#### Short exercise
Pick out each line of the records that contains the word "wooden", and copy those lines.
-- start Data lines --
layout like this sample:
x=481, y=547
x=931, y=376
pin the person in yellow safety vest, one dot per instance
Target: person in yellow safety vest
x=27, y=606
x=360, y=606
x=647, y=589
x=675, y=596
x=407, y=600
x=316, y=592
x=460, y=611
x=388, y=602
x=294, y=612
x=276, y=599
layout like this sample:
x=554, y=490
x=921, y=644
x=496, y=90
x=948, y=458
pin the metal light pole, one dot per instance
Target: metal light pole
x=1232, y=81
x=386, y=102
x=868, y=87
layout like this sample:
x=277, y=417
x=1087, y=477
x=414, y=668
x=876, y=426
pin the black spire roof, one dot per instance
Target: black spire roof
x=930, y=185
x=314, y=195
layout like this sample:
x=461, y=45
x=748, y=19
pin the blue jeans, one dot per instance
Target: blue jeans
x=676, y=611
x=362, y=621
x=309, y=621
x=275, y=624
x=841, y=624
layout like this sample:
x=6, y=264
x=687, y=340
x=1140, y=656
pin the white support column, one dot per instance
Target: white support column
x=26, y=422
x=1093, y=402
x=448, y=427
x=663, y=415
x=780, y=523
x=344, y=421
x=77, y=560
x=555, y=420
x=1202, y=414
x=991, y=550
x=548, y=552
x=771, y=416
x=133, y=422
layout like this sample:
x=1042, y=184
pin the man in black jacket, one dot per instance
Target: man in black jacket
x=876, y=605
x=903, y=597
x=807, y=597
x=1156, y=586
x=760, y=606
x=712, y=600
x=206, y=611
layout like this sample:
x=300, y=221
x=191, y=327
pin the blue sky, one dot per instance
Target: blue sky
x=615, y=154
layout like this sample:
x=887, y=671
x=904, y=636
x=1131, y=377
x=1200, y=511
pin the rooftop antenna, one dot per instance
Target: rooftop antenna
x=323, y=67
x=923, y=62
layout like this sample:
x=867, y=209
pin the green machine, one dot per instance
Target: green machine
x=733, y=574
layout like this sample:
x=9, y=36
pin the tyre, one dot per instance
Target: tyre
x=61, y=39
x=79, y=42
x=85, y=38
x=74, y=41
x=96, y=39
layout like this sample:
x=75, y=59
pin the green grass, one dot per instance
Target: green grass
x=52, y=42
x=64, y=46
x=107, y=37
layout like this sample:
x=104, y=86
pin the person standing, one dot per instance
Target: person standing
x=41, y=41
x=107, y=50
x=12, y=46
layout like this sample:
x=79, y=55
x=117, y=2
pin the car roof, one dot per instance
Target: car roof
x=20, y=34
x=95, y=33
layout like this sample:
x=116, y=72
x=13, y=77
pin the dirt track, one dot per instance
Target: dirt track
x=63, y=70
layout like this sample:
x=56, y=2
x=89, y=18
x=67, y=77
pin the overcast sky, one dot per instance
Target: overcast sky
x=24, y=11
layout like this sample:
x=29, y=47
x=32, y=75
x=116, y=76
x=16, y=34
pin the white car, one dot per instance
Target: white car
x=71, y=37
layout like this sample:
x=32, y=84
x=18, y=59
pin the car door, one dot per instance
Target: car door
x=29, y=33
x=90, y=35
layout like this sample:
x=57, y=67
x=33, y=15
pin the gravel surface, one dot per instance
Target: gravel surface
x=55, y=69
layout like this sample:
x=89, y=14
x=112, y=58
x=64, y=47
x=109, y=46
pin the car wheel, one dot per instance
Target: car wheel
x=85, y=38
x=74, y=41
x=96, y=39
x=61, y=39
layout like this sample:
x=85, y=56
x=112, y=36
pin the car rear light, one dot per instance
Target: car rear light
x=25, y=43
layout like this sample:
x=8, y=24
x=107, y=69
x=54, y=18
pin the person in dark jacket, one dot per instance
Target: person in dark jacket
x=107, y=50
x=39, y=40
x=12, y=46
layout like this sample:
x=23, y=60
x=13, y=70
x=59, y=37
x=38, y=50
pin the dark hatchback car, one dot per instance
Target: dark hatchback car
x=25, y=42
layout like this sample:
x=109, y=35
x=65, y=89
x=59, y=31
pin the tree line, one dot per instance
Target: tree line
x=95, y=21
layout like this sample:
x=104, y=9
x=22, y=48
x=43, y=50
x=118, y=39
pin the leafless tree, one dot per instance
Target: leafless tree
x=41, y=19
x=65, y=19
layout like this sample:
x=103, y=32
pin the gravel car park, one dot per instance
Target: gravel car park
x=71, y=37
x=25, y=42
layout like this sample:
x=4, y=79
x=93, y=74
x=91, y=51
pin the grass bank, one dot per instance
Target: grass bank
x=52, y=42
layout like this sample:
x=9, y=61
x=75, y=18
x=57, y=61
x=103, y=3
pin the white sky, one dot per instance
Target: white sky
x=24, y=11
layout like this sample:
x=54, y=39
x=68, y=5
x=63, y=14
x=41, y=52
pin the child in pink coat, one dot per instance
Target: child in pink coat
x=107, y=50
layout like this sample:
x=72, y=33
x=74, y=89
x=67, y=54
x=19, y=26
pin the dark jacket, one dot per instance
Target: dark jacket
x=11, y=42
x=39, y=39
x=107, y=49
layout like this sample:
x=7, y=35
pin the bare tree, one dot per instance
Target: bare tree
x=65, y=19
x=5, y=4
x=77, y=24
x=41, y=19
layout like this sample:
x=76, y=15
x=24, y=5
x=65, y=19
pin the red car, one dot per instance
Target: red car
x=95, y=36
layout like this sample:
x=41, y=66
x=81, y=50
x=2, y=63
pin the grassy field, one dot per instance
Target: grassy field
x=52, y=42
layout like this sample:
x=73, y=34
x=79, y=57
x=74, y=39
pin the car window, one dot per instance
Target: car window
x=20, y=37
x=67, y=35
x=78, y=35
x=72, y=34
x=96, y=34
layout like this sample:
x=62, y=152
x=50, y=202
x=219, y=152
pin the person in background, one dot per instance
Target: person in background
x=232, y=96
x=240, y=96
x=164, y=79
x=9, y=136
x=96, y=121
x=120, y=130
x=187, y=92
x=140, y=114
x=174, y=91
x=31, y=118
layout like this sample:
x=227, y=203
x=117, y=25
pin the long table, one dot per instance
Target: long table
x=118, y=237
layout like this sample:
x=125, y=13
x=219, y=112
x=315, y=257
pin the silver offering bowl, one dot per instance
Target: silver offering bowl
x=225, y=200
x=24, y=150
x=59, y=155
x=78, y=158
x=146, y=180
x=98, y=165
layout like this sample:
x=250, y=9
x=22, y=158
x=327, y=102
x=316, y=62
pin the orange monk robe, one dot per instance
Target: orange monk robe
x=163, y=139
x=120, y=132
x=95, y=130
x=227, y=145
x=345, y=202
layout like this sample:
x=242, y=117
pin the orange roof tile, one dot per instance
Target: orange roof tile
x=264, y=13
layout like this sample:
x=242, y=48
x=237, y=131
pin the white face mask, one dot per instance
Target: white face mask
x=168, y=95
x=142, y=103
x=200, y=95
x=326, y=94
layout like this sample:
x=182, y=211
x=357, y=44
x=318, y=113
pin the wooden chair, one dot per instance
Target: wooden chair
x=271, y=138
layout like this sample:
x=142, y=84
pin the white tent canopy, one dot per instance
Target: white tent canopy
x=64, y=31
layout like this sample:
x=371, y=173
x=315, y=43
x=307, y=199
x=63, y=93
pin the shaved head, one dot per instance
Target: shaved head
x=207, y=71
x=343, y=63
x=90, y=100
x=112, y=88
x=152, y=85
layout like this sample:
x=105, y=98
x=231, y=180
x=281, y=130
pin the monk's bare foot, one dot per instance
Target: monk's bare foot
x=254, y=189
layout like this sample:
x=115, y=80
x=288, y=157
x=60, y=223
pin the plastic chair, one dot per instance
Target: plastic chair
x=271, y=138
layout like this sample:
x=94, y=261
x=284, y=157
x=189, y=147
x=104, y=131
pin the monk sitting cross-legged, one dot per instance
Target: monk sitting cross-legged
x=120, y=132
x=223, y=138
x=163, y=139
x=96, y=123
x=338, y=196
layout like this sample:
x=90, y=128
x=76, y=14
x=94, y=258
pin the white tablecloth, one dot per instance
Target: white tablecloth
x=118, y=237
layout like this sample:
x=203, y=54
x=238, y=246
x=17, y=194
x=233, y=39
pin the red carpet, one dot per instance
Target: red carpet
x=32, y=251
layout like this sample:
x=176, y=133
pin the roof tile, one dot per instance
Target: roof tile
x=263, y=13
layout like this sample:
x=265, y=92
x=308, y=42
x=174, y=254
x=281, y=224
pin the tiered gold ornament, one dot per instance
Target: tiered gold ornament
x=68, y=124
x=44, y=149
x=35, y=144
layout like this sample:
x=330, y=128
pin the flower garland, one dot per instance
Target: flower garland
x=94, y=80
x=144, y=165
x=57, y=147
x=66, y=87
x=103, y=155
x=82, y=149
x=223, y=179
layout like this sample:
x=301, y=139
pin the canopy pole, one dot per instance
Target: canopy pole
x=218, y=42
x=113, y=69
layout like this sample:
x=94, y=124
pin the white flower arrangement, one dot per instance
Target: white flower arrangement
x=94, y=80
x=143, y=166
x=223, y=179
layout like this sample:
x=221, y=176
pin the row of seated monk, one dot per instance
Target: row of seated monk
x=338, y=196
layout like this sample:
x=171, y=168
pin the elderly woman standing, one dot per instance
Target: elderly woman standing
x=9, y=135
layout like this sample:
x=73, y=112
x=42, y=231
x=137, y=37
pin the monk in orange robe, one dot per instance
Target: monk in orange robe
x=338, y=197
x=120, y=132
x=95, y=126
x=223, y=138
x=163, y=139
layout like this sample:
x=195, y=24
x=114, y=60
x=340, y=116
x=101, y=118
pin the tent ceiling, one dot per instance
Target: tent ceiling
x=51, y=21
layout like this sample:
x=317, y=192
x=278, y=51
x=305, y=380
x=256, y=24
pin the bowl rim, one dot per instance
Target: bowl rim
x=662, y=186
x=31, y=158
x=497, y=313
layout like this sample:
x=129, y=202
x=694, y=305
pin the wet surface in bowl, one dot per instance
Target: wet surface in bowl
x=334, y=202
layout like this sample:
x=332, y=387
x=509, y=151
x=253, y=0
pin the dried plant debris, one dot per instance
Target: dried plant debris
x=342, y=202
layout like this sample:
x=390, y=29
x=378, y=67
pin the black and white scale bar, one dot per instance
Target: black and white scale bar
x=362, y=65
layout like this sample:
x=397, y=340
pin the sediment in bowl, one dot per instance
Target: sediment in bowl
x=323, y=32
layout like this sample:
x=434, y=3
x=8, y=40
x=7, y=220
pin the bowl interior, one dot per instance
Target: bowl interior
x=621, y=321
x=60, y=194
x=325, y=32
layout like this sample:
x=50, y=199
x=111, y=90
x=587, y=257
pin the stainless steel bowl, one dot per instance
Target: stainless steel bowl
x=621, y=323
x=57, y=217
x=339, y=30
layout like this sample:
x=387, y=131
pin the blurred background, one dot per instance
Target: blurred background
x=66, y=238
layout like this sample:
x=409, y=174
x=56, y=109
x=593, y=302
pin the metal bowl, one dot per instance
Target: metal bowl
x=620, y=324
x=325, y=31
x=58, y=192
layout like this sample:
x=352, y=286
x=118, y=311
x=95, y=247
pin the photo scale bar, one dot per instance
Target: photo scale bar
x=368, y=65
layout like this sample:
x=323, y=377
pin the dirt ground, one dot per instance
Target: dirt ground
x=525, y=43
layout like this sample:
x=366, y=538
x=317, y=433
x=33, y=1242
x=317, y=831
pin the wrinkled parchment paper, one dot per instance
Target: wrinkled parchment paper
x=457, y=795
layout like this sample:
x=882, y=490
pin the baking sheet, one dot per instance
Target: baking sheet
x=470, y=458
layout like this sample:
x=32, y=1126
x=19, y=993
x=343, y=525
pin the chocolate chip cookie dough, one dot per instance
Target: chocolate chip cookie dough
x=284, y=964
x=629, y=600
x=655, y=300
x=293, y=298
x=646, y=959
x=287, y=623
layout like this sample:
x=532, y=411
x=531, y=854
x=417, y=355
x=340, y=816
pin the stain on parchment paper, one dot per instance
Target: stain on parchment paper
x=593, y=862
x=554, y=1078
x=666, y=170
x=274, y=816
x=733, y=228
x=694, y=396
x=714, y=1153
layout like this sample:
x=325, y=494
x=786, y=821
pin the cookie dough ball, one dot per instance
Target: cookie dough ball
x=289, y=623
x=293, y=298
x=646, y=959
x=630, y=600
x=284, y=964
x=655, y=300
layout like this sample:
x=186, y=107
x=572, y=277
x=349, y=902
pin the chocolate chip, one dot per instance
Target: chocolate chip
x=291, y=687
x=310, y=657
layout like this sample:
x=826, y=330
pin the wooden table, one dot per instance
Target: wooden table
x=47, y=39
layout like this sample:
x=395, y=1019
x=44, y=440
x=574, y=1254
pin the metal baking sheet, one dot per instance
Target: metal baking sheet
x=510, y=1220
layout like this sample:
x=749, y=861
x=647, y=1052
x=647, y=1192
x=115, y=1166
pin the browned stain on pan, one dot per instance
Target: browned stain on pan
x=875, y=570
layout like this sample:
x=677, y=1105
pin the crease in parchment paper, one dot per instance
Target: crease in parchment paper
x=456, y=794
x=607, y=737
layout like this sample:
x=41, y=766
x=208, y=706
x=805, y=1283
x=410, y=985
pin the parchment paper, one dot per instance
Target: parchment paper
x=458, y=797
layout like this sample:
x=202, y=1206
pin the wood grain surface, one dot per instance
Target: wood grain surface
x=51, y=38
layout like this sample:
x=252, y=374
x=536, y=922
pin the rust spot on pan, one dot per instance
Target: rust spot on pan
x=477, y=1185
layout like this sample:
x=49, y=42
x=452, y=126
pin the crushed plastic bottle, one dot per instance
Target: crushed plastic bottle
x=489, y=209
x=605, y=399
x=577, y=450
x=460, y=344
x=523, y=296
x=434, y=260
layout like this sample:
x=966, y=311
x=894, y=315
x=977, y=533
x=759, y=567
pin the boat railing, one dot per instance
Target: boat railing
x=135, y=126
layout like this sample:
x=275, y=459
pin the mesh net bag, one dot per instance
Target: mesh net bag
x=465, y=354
-- end Data lines --
#### The output
pin the wooden chair, one dot per instance
Target: wooden chair
pin the wooden table, one dot per instance
Target: wooden table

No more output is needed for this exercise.